Short problem >> Your copy of the material below should match it exactly, except that it holds no pictures.
--------------------
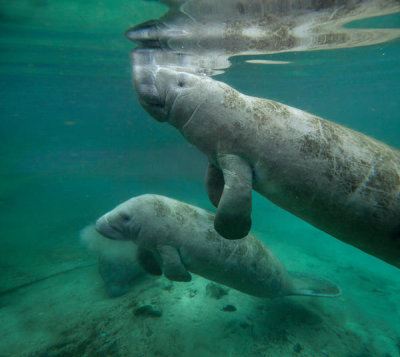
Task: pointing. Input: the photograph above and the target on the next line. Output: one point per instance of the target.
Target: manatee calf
(339, 180)
(175, 238)
(118, 266)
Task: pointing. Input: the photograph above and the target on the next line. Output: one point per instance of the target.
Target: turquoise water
(75, 142)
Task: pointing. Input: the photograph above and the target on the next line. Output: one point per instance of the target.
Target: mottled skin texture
(339, 180)
(212, 31)
(177, 238)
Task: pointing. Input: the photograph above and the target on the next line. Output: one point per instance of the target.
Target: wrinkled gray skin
(339, 180)
(175, 238)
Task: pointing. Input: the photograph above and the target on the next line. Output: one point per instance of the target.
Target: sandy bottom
(70, 314)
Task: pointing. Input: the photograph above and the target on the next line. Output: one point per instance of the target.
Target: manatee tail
(309, 285)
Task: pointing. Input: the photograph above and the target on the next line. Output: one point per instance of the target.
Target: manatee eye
(124, 216)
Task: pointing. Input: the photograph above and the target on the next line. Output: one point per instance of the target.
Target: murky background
(74, 142)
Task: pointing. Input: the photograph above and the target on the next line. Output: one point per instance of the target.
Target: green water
(75, 142)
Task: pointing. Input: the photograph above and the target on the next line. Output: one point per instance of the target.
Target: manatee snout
(151, 97)
(106, 229)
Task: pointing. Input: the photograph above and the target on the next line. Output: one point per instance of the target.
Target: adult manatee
(339, 180)
(175, 238)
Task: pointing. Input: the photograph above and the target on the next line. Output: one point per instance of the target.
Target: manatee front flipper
(233, 218)
(148, 262)
(214, 184)
(171, 264)
(308, 285)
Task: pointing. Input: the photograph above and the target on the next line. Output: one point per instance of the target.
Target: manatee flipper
(148, 262)
(309, 285)
(171, 264)
(233, 218)
(214, 184)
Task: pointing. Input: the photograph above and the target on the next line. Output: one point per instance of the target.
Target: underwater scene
(200, 178)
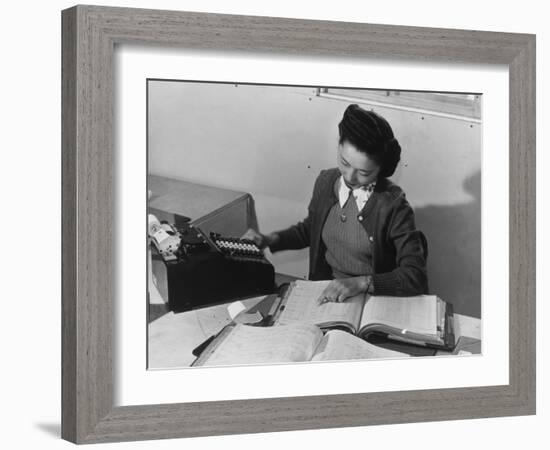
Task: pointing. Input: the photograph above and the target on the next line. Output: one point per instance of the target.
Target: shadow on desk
(158, 309)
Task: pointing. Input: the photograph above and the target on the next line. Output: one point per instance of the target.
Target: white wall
(30, 183)
(272, 141)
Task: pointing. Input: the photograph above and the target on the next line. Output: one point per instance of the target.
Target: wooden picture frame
(89, 36)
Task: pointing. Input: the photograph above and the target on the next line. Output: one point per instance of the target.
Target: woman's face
(356, 167)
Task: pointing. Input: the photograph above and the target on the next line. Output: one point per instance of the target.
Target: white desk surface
(172, 337)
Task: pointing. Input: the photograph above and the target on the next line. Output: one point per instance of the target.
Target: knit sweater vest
(349, 251)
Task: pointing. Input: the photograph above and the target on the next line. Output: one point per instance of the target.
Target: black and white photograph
(300, 224)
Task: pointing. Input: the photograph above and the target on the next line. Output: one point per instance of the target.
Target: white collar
(361, 194)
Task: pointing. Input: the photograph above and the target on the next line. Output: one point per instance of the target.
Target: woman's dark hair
(371, 134)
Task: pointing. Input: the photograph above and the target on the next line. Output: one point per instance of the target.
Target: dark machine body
(211, 269)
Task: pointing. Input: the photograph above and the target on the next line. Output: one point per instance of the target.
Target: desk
(173, 337)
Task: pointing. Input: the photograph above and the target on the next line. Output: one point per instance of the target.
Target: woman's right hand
(261, 240)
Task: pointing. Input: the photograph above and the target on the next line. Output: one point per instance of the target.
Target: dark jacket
(399, 250)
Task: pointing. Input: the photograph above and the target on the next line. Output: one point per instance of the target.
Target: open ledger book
(423, 320)
(299, 342)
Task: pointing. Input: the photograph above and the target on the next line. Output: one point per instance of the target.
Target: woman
(360, 229)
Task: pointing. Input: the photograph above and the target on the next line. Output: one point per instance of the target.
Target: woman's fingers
(254, 236)
(334, 292)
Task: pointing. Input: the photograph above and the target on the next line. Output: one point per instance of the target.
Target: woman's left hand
--------------------
Solved problem >>
Task: pointing. Input: the photograph above and the target on the next line. Output: one point per instance of the target.
Target: manatee calf
(339, 180)
(175, 238)
(118, 266)
Task: pointing. Input: the photograph above and the target on the next line. Output: one point per instance of the target.
Target: turquoise water
(75, 142)
Task: pointing. Input: the photograph above and the target on the next line. Output: one point per instance of the target.
Target: mottled skin texture
(339, 180)
(212, 31)
(177, 238)
Task: pointing. Input: the photograph above and the target on the next line. Output: one point per instance of the target.
Target: wrinkled gray skin
(339, 180)
(175, 238)
Task: pointing. Input: the photograph above and the target on the next line. Output: one point per instance of the target.
Target: sandy bottom
(70, 314)
Task: pointing. Input: the photograph above and the target on the next line. Output: one point per instance of the target.
Target: manatee tail
(309, 285)
Task: pointing. Input: the photograph above and the target on the next line. Output: one point per instance of the target.
Target: manatee eye
(124, 216)
Task: pointing. Input: the photograph above and the target on the next line. Output: one point per instance of the target.
Target: murky background
(74, 142)
Task: pointing. Input: the photograph above and the target on the next line. Output: one point per instance of the target.
Target: green water
(75, 142)
Task: pointing. Input: the photograph above and the target on the next line. Output: one point per instance of the target.
Target: manatee snout
(151, 97)
(106, 229)
Task: pointing. Input: the photograph above and the target on the next line. Output: one point per instance of the target.
Target: adult manatee
(339, 180)
(175, 238)
Task: pointing. Input: the photograph above and the target on the next line. Output: one point per instance of the target.
Target: manatee front flipper
(233, 218)
(148, 262)
(214, 184)
(171, 264)
(308, 285)
Task: pointing. Input: the photograph above and the target on the next line. Output: one point per instance of the target.
Target: manatee flipper
(148, 262)
(309, 285)
(171, 264)
(233, 218)
(214, 184)
Task: pointing. Input: the photograph above and the target on the next line. Output: one point per instance of the target.
Target: underwater scene
(200, 178)
Task: pointing. Input: the photograph above and the target on the next line. Output: one point per instance of the target.
Target: shadow on desk
(158, 309)
Task: pointing. Input: the photograph above and the target on the next line. Output: one point per instance of the target.
Target: white wall
(30, 183)
(272, 141)
Task: pointing. Input: the photograph above and the target on the next line. Output: one point per instance of the target.
Target: wooden picture frame
(89, 36)
Task: pointing. Input: the photograph above and the target on the next line. Output: one point per instance of the target.
Target: woman's face
(356, 167)
Task: pointing. Input: the photograph above and the target on the next line. Output: one point per instance of the target.
Target: white desk surface
(172, 337)
Task: pointing. Input: the photograph above and the target on the next line. Output: one point per instance of the target.
Target: knit sweater vest
(349, 251)
Task: pointing. Input: the photograph above and the target on the next line. Output: one point per instance of the target.
Target: black and white photograph
(300, 224)
Task: pointing. Input: the photograph above and the target on the next line. Output: one point per instance of the target.
Target: white collar
(361, 194)
Task: pointing. Input: the photograph above and the target on the next line. Output: one point per instance of the target.
Target: woman's dark hair
(371, 134)
Task: pointing. Input: the photograph above and the target on the next line. Output: one point per instance of the target.
Target: dark machine body
(211, 269)
Task: pointing. Input: the photograph above and the target on the next line. Output: one point per instance of the target.
Target: desk
(173, 337)
Task: pointing. Input: the photograph above and the target on the next line. Output: one point per instance of the target.
Target: woman's right hand
(261, 240)
Task: pointing. Input: the photograph above and the target on the next line. Output: one point per instance of the target.
Target: dark jacket
(399, 250)
Task: pointing. Input: the photograph above and the target on the next line. Output: one point per instance of the target.
Target: open ledger book
(423, 320)
(299, 342)
Task: pointing. Input: the photograph above and the target on the next line. Output: one point per instance of the target.
Target: woman
(360, 229)
Task: pointing. Input: the photograph above and the target on the next line. Output: one point per instance of the target.
Target: woman's fingers
(254, 236)
(334, 292)
Task: pointing. Input: the photograph above and the target on the next line. Output: one point per instance of the target.
Target: woman's left hand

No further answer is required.